TASK PROMPT:
Copy the lines below verbatim, but only from the line containing "Place one point per instance of the police officer" through the end of the data.

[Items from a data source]
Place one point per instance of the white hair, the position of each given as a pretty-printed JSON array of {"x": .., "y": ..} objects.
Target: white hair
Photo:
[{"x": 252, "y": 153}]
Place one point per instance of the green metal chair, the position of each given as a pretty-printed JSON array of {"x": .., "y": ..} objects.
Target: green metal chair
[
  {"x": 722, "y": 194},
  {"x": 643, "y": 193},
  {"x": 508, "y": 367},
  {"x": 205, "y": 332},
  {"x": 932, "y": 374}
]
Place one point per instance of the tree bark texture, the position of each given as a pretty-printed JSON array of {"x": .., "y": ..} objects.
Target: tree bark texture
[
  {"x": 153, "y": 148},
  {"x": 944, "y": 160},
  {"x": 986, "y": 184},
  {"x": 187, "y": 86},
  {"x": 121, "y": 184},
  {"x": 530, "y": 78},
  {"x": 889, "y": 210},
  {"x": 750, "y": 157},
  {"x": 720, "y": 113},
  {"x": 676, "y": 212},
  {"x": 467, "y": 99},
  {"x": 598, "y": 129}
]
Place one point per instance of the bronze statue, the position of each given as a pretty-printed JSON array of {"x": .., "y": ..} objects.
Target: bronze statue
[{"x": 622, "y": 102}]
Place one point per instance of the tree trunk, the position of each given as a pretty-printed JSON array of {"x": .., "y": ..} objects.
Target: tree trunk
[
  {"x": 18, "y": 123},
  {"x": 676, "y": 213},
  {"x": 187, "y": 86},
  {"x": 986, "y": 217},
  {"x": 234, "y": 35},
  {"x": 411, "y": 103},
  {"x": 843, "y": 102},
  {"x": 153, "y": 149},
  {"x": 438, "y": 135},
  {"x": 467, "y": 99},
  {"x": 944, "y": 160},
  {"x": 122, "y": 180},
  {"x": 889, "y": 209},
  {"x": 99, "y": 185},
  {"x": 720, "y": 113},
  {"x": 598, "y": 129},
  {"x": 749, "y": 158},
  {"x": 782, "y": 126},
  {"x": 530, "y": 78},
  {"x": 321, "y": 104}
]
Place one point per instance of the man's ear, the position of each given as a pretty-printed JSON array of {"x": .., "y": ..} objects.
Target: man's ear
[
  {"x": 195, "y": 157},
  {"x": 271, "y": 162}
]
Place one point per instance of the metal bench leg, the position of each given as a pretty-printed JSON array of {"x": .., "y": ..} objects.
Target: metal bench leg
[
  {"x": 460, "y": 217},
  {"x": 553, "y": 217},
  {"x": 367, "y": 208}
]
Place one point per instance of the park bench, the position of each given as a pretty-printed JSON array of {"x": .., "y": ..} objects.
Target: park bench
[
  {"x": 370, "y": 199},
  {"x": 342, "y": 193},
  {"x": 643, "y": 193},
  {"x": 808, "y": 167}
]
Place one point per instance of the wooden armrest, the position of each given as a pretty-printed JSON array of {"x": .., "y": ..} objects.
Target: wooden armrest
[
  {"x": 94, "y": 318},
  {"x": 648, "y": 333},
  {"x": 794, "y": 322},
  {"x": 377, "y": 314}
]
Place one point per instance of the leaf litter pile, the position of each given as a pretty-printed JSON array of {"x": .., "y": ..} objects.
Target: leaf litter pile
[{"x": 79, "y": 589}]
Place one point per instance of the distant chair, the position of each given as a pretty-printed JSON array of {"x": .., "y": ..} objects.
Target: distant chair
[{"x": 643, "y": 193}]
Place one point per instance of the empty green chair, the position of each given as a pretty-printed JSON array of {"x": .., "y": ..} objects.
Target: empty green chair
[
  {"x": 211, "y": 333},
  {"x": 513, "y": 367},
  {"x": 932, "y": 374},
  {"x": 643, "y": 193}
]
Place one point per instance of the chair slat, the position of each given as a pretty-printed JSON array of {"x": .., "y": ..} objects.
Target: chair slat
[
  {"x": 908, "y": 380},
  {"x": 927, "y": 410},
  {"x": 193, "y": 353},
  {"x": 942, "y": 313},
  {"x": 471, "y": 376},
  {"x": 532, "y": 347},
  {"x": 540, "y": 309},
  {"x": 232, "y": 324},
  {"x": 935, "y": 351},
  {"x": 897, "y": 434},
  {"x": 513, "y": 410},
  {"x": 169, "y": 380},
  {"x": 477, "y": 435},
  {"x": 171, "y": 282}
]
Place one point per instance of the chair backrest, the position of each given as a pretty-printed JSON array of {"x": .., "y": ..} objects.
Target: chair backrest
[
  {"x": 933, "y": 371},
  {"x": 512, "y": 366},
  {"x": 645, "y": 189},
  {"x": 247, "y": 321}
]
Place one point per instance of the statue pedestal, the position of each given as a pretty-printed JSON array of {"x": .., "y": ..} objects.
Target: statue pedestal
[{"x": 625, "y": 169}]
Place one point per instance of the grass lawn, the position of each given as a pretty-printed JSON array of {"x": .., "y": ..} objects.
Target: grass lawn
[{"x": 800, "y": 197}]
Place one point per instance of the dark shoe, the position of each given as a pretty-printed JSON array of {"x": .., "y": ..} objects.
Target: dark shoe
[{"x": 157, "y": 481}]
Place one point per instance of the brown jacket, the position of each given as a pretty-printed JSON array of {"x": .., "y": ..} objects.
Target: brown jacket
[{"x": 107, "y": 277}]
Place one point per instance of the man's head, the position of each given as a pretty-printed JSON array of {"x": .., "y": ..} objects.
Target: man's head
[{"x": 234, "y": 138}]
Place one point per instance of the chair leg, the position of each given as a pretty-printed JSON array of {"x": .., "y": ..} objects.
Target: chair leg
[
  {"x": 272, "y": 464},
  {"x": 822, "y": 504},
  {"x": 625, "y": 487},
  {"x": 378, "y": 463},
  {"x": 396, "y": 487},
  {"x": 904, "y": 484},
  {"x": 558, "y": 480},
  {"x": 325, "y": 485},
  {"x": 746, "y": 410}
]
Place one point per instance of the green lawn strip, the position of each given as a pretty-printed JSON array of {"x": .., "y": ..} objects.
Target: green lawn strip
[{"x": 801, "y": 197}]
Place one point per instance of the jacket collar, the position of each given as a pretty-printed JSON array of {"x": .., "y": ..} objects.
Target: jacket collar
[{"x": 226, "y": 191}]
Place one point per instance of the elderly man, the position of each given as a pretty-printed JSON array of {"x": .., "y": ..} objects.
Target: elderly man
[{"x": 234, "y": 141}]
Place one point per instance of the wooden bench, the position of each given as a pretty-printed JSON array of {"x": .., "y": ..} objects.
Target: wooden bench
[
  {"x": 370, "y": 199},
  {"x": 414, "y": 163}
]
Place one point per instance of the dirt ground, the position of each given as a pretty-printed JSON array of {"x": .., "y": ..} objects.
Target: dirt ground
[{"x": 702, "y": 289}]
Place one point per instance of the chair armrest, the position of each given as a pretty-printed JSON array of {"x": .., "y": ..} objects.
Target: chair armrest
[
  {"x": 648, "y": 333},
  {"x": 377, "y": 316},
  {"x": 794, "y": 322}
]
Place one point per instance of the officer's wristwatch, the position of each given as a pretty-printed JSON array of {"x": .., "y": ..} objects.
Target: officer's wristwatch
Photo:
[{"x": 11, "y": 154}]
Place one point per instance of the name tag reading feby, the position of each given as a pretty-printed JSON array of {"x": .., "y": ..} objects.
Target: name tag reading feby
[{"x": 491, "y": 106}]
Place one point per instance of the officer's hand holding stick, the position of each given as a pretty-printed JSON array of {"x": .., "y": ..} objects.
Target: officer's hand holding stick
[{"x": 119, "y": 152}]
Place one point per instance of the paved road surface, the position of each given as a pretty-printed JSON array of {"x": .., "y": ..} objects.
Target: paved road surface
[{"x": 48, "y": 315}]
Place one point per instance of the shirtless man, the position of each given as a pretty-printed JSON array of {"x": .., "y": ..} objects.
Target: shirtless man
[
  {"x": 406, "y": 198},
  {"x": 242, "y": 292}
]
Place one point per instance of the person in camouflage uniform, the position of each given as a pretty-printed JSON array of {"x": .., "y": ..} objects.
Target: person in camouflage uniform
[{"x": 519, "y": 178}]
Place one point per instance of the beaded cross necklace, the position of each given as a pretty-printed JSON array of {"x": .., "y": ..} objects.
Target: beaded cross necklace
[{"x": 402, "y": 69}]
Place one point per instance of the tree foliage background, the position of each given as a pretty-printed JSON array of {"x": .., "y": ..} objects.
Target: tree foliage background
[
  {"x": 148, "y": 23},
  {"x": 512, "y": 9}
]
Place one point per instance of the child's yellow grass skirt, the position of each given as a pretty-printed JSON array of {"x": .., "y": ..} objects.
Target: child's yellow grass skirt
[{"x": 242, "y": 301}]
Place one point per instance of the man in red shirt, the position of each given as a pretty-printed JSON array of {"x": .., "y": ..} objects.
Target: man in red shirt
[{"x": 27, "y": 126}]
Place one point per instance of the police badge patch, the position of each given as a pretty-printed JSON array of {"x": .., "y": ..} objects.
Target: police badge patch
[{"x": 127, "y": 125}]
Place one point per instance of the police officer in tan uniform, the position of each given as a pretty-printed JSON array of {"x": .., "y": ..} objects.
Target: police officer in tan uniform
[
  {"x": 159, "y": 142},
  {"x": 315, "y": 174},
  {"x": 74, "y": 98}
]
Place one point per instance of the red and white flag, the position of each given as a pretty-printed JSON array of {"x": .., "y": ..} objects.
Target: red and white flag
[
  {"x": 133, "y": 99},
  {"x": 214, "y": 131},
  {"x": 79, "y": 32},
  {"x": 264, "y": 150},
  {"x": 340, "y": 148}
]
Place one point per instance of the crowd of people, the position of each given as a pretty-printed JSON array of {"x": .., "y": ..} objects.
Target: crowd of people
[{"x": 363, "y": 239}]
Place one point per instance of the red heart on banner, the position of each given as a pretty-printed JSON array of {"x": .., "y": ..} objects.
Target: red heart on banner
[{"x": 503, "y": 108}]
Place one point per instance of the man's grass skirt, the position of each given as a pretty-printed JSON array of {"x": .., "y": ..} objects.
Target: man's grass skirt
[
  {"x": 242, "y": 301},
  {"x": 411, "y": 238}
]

TASK RESULT:
Place one point per instance of the police officer in tan uniform, the position of each given as a pretty-printed JSON array of {"x": .., "y": ..} objects.
Target: police officer in tan uniform
[
  {"x": 159, "y": 142},
  {"x": 315, "y": 174},
  {"x": 74, "y": 98}
]
Place one point per instance of the red and white flag, the position of each given as a pretty-printed JSON array of {"x": .., "y": ..} objects.
Target: red and white flag
[
  {"x": 133, "y": 99},
  {"x": 214, "y": 131},
  {"x": 79, "y": 32},
  {"x": 264, "y": 150},
  {"x": 340, "y": 148}
]
Place one point per instance of the crowd of people, the position of each given as a pretty-printed JSON array of {"x": .., "y": ..} objects.
Target: crowd of people
[{"x": 363, "y": 239}]
Place one point per instance of the red heart on banner, the position of each given as a pretty-printed JSON array of {"x": .., "y": ..} objects.
Target: red heart on banner
[{"x": 503, "y": 108}]
Place one point per instance of the man's grass skirt, the position of each given as a pretty-printed JSON array of {"x": .., "y": ..} objects.
Target: man's grass skirt
[
  {"x": 242, "y": 301},
  {"x": 411, "y": 238}
]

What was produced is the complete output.